[WHAT TO WORK ON]: Output the rows below verbatim, with no change to any character.

(Stored rows)
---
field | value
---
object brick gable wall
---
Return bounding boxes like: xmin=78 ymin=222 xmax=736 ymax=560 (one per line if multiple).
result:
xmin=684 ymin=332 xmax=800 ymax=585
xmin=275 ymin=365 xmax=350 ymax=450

[COMPLETE RESPONSE]:
---
field | value
---
object brick gable wall
---
Return bounding boxes like: xmin=78 ymin=222 xmax=736 ymax=560 (one per line if multiple).
result:
xmin=684 ymin=332 xmax=800 ymax=585
xmin=275 ymin=365 xmax=350 ymax=450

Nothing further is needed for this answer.